(Saved data entries)
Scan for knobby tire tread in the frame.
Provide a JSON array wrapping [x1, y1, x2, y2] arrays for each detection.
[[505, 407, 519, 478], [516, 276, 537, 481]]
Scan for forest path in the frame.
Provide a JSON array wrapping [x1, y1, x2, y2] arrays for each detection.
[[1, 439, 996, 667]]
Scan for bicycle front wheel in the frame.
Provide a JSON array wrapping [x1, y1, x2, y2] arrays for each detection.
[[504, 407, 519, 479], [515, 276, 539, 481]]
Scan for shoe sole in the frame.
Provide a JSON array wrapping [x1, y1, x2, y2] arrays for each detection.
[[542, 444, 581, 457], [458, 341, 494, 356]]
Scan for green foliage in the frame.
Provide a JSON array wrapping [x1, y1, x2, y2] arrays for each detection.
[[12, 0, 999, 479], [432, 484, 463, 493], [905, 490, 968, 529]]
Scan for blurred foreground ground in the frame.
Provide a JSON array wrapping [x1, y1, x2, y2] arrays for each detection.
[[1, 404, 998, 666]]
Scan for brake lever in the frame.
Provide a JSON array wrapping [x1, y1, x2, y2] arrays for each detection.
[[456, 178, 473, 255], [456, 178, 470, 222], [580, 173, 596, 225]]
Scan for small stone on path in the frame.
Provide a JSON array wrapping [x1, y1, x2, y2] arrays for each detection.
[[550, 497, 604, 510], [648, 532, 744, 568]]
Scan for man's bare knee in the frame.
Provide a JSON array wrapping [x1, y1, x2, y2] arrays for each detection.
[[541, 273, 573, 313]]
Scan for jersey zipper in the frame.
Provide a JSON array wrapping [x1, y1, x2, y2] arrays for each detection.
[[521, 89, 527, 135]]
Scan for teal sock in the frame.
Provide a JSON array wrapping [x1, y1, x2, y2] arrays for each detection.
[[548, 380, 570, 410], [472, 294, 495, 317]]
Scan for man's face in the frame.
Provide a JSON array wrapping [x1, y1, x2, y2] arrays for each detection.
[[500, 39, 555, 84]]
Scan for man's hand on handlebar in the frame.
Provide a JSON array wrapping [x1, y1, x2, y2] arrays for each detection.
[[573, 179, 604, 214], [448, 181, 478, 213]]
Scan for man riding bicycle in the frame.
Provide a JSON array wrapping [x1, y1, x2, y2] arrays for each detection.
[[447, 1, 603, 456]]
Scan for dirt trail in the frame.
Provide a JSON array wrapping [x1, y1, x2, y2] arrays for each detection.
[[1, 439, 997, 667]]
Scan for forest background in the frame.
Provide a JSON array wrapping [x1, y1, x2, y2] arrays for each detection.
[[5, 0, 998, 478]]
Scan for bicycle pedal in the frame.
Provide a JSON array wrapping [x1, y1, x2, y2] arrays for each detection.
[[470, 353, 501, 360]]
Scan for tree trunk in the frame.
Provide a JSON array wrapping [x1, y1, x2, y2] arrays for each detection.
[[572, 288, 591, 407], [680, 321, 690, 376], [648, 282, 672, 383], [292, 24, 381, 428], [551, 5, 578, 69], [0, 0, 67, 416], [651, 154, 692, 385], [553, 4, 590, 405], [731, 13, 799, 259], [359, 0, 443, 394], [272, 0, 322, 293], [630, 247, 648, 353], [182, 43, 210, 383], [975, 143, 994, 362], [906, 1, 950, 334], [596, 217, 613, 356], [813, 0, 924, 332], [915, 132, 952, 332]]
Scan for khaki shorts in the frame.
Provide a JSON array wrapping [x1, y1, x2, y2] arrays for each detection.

Instructions to follow → Line by line, print the records above exactly as they stand.

Answer to this exercise →
Scan for knobby tire tread in the frame.
Provide a JSON array wrapping [x1, y1, x2, y2] arrays for each detection.
[[505, 407, 519, 478], [516, 276, 537, 481]]
Scan for forest path in the frame.
Provide a JSON array wrapping [x1, y1, x2, y2] arrays for each detection.
[[1, 439, 996, 667]]
Scan for bicycle front wheel in the frame.
Provide a JSON array wrapping [x1, y1, x2, y2] arrays for each detection.
[[504, 407, 519, 479], [515, 276, 539, 481]]
Scan for shoe sole in the frame.
Provide a JSON array wrapping [x1, y1, x2, y2] arrays for each detection.
[[542, 444, 581, 457], [458, 341, 494, 356]]
Scan for green foliage in the frame.
Provide a JSON array wrapping [x1, y1, x2, y2] arrays for each detection.
[[12, 0, 999, 479], [432, 484, 463, 493], [905, 490, 968, 529]]
Scan for blurred foreground ground in the frame.
Provide a JSON array wrapping [x1, y1, x2, y2] arrays for each detection.
[[1, 404, 998, 666]]
Scan for brake lever in the frame.
Provide a JSON array wrapping [x1, y1, x2, y2] arrays for each detection.
[[456, 178, 473, 255], [456, 178, 470, 222], [580, 173, 596, 225]]
Scan for small stone on path in the frame.
Provide a JSON array wrapping [x1, y1, x2, y2] arrays for each detection.
[[550, 497, 604, 510], [648, 532, 744, 568]]
Scan for man's bare knee in the frame.
Provide a JSON array wrapping [x1, y1, x2, y2] arrays for each detection.
[[541, 273, 573, 313]]
Scan for jersey zipper in the frame.
Provide a JSON array wrapping [x1, y1, x2, y2] arrays for each detection.
[[521, 89, 527, 135]]
Scan for teal sock in the frame.
Provide a JSON array wrapping [x1, y1, x2, y2] arrays for each detection.
[[548, 380, 570, 410], [472, 294, 495, 317]]
Scan for man's face in the frame.
Provide a JSON array wrapping [x1, y1, x2, y2] arrays for each detection.
[[500, 39, 555, 84]]
Scan for man's hand on handlebar in the frame.
Provide a JSON array wrapping [x1, y1, x2, y2] arrays for each detection.
[[573, 179, 604, 214], [448, 181, 478, 213]]
Scan for man riding bicycle in the frame.
Provide a JSON array wrapping [x1, y1, x2, y2] arrays for each detection.
[[447, 1, 603, 456]]
Scan for dirt trail in the frame.
Provide a JSON array wrapping [x1, y1, x2, y2] arrays for each detection.
[[1, 439, 997, 667]]
Scan for forest background in the frame.
Provide a JSON array wrapping [x1, y1, x2, y2] arrays for each detection.
[[5, 0, 998, 478]]
Scan for bicycle pedal in the frame.
Provide a JSON array wrapping [x1, y1, x2, y2] arrays for each detection.
[[470, 353, 501, 360]]
Scan for tree trunk in the frame.
Provide a JSON array wrapping [x1, y1, x2, y2] arrays for each detection.
[[572, 288, 591, 407], [680, 321, 690, 376], [648, 282, 672, 383], [292, 24, 381, 428], [551, 5, 578, 69], [0, 0, 67, 416], [651, 154, 692, 385], [553, 4, 590, 405], [731, 13, 799, 259], [359, 0, 443, 394], [272, 0, 322, 293], [630, 247, 648, 353], [182, 43, 210, 383], [975, 143, 994, 362], [906, 1, 950, 334], [596, 217, 613, 356], [813, 0, 924, 332], [915, 132, 952, 332]]
Scan for khaki shorts in the frame.
Provide a JSON array wrapping [x1, y1, x2, y2] arrays for each detection.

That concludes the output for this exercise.